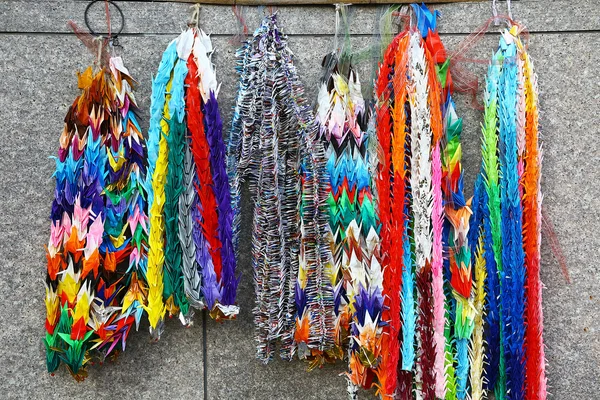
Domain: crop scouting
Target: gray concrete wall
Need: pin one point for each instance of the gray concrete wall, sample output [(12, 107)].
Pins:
[(38, 61)]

:: What the task asks ::
Make a verbatim copy of all the entries and strip out the pictures.

:: The reply ::
Domain: crop scouting
Target: gray concrete wall
Need: pin one point for each instance of the gray concrete wall, sample output [(12, 107)].
Pins:
[(38, 61)]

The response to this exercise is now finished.